--- EXTRACTED TEXT ---
BRIEF DESCRIPTION OF THE DRAWINGS
[0024] The above and other features of the present invention will
now be described in detail with reference to certain exemplary
embodiments thereof illustrated the accompanying drawings which are
given hereinbelow by way of illustration only, and thus are not
limitative of the present invention, and wherein:
[0025] FIG. 1 is an exemplary cross-sectional view illustrating an
exemplary cathode for an exemplary lithium-air battery according to
an exemplary embodiment of the present invention;
[0026] FIGS. 2A-2B are exemplary reference views for illustrating
one of exemplary bipolar material layer forming position according
to exemplary embodiments of the present invention;
[0027] FIG. 3 is an exemplary reference view for explaining how an
exemplary hydrophilic ion may suppress volatilization of an
electrolyte according to an exemplary embodiment of the present
invention;
[0028] FIG. 4 is an exemplary reference view for explaining how an
exemplary hydrophobic ion may prevent invasion of moisture from
outside according to an exemplary embodiment of the present
invention; and
[0029] FIG. 5 is an exemplary cross-sectional view illustrating an
exemplary lithium-air battery according to an exemplary embodiment
of the present invention.

--- PROBLEMS ---
**a)** List every figure designation that the lithium-air battery text describes.
**b)** Pick up the lithium-air battery text after its final sentence and continue it.

Records excerpted from a collection

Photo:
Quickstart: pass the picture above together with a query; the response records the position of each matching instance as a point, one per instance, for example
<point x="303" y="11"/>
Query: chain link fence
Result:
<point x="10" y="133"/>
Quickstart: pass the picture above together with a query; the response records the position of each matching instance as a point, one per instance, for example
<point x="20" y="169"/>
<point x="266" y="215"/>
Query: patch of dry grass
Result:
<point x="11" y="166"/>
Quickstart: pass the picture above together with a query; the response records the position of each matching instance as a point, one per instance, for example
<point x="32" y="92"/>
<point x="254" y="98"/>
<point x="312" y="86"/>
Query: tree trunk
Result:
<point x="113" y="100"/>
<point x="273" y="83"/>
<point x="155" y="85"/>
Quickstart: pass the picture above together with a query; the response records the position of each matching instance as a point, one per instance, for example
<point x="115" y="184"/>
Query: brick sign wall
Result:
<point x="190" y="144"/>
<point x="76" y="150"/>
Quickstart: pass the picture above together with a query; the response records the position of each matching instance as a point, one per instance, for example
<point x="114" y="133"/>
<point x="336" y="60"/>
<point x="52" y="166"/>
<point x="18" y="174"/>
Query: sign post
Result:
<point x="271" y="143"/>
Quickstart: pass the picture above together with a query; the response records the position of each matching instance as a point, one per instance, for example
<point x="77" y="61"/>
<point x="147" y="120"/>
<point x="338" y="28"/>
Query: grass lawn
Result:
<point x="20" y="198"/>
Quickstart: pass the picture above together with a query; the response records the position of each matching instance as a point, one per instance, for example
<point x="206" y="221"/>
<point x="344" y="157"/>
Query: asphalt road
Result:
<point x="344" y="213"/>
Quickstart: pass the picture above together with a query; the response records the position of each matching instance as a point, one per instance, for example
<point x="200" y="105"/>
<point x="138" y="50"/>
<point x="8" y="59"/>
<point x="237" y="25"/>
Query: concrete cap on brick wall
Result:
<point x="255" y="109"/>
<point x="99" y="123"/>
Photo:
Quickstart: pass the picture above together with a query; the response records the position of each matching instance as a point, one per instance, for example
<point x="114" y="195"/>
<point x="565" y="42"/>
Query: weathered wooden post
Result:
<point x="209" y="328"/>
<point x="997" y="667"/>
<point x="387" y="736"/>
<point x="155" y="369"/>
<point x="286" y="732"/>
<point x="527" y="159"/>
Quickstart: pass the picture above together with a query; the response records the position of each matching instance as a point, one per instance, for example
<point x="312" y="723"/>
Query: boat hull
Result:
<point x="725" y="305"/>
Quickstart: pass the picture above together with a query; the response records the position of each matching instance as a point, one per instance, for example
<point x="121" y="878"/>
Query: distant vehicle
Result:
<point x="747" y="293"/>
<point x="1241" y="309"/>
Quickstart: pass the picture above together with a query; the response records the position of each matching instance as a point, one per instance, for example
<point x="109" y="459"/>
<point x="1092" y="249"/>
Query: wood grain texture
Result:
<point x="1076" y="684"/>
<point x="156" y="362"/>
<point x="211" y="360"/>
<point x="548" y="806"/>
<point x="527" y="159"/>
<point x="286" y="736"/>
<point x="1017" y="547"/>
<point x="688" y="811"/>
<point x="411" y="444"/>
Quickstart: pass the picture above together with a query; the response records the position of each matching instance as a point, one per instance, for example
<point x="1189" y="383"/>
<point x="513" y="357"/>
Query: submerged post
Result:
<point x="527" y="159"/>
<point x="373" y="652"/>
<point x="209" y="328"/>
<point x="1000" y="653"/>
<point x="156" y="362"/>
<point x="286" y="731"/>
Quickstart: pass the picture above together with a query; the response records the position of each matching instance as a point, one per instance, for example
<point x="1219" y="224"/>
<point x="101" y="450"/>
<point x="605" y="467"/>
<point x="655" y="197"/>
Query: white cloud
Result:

--- RESPONSES FOR EACH TASK ---
**a)** FIG. 1, FIGS. 2A-2B, FIG. 3, FIG. 4, FIG. 5

**b)**
[0030] It should be understood that the appended drawings are not
necessarily to scale, presenting a somewhat simplified
representation of various preferred features illustrative of the
basic principles of the invention. The specific design features of
the present invention as disclosed herein, including, for example,
specific dimensions, orientations, locations, and shapes will be
determined in part by the particular intended application and use
environment.
[0031] In the figures, reference numbers refer to the same or
equivalent parts of the present invention throughout the several
figures of the drawing.
DETAILED DESCRIPTION
[0032] The terminology used herein is for the purpose of describing
particular exemplary embodiments only and is not intended to be
limiting of the invention. As used herein, the singular forms "a",
"an" and "the" are intended to include the plural forms as well,
unless the context clearly indicates otherwise. It will be further
understood that the terms "comprises" and/or "comprising," when
used in this specification, specify the presence of stated
features, integers, steps, operations, elements, and/or components,
but do not preclude the presence or addition of one or more other
features, integers, steps, operations, elements, components, and/or
groups thereof. As used herein, the term "and/or" includes any and
all combinations of one or more of the associated listed items.
[0033] Unless specifically stated or obvious from context, as used
herein, the term "about" is understood as within a range of normal
tolerance in the art, for example within 2 standard deviations of
the mean. "About" can be understood as within 10%, 9%, 8%, 7%, 6%,
5%, 4%, 3%, 2%, 1%, 0.5%, 0.1%, 0.05%, or 0.01% of the stated
value. Unless otherwise clear from the context, all numerical
values provided herein are modified by the term "about."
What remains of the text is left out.